Document segment:
- - - - - - -

A Guide to New Jersey Motorcycle Insurance
How to make the right choices to protect yourself when purchasing motorcycle insurance in New Jersey.
Must I purchase insurance for my motorcycle?Yes. Motorcycles in New Jersey must be insured. If you are caught operating a motorcycle without insurance, you will face criminal penalties with possible loss of license, fines, and imprisonment.
What is Liability Coverage?If you are at fault for an accident, your motorcycle insurance will cover claims against you by others for personal injuries or property damage up to the amount of Liability Coverage on your policy.
What is Uninsured Motorist (UM) Coverage?You could be injured on your motorcycle by someone without motor vehicle insurance or who leaves the scene of an accident. Your motorcycle policy includes Uninsured Motorist Coverage that allows you to recover monetary damages for your injuries up to the policy limits that you chose if the other driver is uninsured or leaves the scene.
What is Underinsured Motorist (UIM) Coverage?You could be injured on your motorcycle by someone who has an insufficient amount of Liability Coverage to properly compensate you. Your motorcycle policy includes Underinsured Motorist Coverage that allows you to recover additional monetary damages for your injuries up to the policy limits that you chose if the other driver’s Liability Coverage is insufficient.
How much Liability, Uninsured and Underinsured Motorist Coverage should I purchase?The minimum Liability, Uninsured and Underinsured Motorist Coverage limits for motorcycle policies in New Jersey is $15,000 per person/$30,000 per accident. These minimum limits are inadequate to protect you and your assets from injury claims against you, or fully compensate you if injured by an uninsured driver or driver with insufficient coverage. Most motorcycle policies offer Liability, Uninsured and Underinsured Motorist Coverage with limits up to $250,000 per person/$500,000 per accident. We recommend that you purchase the maximum amount of these coverages. Always make sure the amount of your Underinsured and Underinsured Motorist Coverage is the same as your Liability Coverage.
Does my motorcycle policy provide coverage for medical expenses?Most motorcycle policies DO NOT provide coverage for medical expenses. Some policies offer limited medical benefits, but in amounts that are insufficient if you are seriously injured. These medical benefits may duplicate health coverage you already maintain and you could be paying an unnecessary extra premium on your motorcycle policy. We strongly recommend that riders confirm whether motorcycle accident related medical expenses are covered by their health insurance coverage.
What coverage is there for damage to my motorcycle?Your motorcycle insurance policy offers collision and comprehensive coverage to pay for damage to or theft of your motorcycle. You can select a deductible amount which you would pay before the balance of your damage is paid by your insurance company.
What is the “Limitation on Lawsuit”?New Jersey automobile policies allow policyholders to choose the “Limitation on Lawsuit” option, also known as the “verbal threshold”. The “Limitation on Lawsuit” option limits your right to make a claim or sue for injuries unless you sustain one of the following types of injury: death, dismemberment, significant disfigurement or scarring, a displaced fracture, loss of a fetus or a permanent injury (when a body part has not and will not heal to function normally).
Although there is no “Limitation on Lawsuit” option to be made on motorcycle policies, New Jersey law provides that if you have chosen the no “Limitation on Lawsuit” option on your automobile policy, it applies to your injury claim while on your motorcycle. Check to see if you have chosen the “Limitation on Lawsuit” option on your automobile policy. We recommend that you choose the “No Limitation on Lawsuit” option to protect your right to collect damages for your injuries from a motorcycle accident.

- - - - - - -

Source information:
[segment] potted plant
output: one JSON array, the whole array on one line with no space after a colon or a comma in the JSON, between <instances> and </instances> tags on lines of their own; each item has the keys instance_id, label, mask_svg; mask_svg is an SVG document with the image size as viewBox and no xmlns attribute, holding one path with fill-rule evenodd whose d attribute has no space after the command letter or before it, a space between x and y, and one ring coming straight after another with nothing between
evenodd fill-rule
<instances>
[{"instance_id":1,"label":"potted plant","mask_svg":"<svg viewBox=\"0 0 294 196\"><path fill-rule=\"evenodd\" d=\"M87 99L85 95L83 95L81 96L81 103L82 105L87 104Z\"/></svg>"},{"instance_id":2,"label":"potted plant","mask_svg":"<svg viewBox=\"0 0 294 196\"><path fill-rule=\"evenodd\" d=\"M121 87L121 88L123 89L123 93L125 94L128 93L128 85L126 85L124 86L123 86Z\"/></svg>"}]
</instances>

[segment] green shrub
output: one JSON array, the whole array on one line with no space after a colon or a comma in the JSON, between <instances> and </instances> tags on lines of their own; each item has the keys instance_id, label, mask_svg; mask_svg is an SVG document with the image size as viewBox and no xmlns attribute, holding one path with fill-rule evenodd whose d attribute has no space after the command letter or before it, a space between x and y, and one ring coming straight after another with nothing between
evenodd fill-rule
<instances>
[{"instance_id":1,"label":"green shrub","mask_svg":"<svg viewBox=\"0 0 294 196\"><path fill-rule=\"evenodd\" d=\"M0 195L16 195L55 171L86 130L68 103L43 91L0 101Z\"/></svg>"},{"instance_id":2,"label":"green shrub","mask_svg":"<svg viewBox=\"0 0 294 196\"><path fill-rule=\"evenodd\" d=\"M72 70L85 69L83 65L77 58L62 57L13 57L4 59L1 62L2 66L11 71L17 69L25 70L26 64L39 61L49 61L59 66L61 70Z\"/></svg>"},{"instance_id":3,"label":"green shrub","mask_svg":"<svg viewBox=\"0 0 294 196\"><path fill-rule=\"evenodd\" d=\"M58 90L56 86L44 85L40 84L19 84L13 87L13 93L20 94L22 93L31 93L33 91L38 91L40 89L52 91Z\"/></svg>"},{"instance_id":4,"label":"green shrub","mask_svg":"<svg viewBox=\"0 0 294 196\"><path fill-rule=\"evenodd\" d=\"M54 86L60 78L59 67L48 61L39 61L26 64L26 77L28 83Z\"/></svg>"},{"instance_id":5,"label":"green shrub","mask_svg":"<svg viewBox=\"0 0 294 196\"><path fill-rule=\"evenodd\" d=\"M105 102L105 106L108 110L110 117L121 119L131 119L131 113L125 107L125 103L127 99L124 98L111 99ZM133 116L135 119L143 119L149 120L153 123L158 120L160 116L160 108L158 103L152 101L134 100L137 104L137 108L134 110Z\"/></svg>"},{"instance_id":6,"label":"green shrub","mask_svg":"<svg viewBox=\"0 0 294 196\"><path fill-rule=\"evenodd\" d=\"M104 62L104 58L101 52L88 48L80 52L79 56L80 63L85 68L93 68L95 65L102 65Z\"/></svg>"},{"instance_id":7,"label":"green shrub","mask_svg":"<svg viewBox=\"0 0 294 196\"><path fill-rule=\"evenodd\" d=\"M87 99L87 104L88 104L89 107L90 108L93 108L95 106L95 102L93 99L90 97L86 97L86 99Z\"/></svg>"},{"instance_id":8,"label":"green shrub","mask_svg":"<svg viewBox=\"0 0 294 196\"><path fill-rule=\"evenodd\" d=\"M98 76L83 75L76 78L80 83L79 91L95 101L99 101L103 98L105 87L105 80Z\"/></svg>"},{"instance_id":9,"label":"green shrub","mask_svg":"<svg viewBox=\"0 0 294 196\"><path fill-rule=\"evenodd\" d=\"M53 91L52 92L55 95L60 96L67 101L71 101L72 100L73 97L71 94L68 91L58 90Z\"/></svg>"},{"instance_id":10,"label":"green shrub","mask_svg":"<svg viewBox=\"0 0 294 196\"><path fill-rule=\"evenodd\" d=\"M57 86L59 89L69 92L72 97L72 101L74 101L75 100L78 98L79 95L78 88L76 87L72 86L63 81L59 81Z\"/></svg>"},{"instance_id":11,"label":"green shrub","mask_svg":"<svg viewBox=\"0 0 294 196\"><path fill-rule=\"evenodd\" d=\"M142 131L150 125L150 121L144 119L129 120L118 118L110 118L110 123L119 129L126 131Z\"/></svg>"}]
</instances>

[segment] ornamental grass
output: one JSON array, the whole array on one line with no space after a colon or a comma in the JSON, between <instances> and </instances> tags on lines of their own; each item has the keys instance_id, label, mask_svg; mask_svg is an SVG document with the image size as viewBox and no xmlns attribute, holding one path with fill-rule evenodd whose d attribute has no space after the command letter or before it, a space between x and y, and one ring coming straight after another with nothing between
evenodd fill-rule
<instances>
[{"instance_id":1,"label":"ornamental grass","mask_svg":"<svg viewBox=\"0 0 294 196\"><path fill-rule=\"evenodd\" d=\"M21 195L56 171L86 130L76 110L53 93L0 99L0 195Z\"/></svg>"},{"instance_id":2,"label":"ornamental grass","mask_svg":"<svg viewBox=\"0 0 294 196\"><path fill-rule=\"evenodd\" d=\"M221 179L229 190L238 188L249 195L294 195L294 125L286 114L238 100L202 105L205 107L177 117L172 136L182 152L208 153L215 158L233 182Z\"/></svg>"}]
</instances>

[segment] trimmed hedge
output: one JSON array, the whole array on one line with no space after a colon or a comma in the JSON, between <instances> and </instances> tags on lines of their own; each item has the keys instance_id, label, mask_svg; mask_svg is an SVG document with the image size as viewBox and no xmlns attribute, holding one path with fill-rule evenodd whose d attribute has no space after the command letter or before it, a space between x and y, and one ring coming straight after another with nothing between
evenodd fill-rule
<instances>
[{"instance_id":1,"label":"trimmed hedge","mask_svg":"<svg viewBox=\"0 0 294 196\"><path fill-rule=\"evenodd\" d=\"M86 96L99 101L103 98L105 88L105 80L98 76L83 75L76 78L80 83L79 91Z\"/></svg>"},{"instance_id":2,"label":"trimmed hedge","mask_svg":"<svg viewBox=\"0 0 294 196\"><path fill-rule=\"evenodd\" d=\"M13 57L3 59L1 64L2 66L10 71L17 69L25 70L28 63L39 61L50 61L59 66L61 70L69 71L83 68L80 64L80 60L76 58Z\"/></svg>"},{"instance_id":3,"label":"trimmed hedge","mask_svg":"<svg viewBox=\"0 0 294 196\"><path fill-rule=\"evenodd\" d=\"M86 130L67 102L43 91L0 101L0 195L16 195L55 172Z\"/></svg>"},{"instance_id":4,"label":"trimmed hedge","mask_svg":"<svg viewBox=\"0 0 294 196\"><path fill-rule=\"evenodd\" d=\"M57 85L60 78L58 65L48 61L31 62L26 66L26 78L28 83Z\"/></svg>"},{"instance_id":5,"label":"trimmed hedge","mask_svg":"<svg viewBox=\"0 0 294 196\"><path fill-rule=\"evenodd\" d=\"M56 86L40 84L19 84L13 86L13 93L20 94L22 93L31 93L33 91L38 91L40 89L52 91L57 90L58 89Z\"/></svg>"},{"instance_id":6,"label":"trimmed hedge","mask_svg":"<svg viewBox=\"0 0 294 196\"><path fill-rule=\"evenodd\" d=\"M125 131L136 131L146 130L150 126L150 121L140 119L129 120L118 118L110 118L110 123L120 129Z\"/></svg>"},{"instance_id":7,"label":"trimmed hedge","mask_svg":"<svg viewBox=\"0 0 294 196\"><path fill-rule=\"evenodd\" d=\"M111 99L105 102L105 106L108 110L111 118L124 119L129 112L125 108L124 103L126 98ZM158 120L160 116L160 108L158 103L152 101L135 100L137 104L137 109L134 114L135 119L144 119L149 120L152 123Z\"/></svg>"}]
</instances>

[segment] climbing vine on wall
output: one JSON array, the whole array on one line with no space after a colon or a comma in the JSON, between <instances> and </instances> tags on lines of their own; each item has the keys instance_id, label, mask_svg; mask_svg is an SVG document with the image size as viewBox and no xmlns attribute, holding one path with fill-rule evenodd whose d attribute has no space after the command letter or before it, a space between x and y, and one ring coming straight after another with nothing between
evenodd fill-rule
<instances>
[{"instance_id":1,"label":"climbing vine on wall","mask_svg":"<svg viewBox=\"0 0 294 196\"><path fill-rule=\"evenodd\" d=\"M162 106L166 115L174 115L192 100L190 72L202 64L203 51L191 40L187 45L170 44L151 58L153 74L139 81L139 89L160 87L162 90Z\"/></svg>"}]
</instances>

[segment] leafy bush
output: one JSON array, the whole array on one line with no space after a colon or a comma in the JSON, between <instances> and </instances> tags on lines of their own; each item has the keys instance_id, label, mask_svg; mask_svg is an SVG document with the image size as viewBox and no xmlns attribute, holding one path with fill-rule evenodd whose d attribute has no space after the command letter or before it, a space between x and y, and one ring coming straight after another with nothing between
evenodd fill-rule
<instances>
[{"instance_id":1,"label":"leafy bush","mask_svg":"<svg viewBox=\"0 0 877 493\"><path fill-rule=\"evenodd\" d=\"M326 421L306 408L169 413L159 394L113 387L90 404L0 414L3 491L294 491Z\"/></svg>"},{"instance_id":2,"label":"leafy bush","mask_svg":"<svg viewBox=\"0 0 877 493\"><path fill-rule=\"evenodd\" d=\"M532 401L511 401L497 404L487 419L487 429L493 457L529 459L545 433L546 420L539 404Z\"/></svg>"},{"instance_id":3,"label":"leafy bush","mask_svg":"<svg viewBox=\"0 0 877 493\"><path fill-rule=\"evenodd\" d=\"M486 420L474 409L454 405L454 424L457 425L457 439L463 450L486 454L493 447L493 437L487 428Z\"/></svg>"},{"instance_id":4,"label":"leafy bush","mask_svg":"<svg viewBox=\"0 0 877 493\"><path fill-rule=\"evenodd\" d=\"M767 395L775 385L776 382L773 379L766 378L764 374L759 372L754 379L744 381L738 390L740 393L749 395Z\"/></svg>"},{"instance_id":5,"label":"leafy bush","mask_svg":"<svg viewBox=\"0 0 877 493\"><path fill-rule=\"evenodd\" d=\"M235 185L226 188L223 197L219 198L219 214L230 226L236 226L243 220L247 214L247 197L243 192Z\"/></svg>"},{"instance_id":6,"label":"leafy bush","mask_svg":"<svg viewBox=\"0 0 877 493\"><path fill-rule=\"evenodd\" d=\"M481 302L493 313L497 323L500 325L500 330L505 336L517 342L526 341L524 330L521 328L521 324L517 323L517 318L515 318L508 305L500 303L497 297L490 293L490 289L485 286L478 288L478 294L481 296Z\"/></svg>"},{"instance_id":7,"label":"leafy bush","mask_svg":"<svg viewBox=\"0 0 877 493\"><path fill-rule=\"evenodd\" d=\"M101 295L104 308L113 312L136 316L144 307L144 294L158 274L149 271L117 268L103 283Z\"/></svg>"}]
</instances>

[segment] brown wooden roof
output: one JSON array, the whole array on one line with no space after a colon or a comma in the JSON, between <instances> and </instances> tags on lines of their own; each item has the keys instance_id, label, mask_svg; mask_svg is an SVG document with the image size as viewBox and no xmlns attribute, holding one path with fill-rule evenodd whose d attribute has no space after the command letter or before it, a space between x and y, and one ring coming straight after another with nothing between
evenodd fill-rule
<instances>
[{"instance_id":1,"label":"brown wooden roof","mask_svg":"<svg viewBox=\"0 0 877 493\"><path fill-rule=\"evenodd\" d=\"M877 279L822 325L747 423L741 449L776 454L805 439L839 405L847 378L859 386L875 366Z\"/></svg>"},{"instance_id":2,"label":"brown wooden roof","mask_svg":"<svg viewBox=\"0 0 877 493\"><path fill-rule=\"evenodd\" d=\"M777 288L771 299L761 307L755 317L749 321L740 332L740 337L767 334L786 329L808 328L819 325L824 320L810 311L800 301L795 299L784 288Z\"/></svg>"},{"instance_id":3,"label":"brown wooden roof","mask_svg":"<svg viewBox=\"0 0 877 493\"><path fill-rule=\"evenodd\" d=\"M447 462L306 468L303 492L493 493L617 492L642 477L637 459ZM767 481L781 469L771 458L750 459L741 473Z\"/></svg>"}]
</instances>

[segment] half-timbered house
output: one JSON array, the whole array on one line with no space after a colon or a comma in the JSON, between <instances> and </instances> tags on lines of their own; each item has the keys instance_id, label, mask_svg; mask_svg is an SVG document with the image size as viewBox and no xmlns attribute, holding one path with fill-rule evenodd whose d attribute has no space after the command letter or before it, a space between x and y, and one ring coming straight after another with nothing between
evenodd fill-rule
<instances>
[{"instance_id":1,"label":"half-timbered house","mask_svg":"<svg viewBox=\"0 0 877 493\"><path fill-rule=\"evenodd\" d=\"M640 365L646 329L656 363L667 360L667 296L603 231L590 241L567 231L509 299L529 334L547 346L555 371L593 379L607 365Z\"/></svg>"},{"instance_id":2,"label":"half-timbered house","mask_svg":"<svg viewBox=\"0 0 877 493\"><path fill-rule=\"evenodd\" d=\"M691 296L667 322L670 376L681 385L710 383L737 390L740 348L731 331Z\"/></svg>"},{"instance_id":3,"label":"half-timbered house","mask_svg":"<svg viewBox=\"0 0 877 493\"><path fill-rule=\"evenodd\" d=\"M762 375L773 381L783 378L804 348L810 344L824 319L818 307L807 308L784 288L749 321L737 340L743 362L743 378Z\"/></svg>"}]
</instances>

- - - - - - -

Work item A: In the motorcycle insurance guide, what are the minimum Liability, Uninsured and Underinsured Motorist Coverage limits for motorcycle policies in New Jersey?
Work item B: Please reproduce everything in the motorcycle insurance guide from "What coverage is" down to "your insurance company.", word for word.

Exercise solution A: $15,000 per person/$30,000 per accident.

Exercise solution B:
What coverage is there for damage to my motorcycle?Your motorcycle insurance policy offers collision and comprehensive coverage to pay for damage to or theft of your motorcycle. You can select a deductible amount which you would pay before the balance of your damage is paid by your insurance company.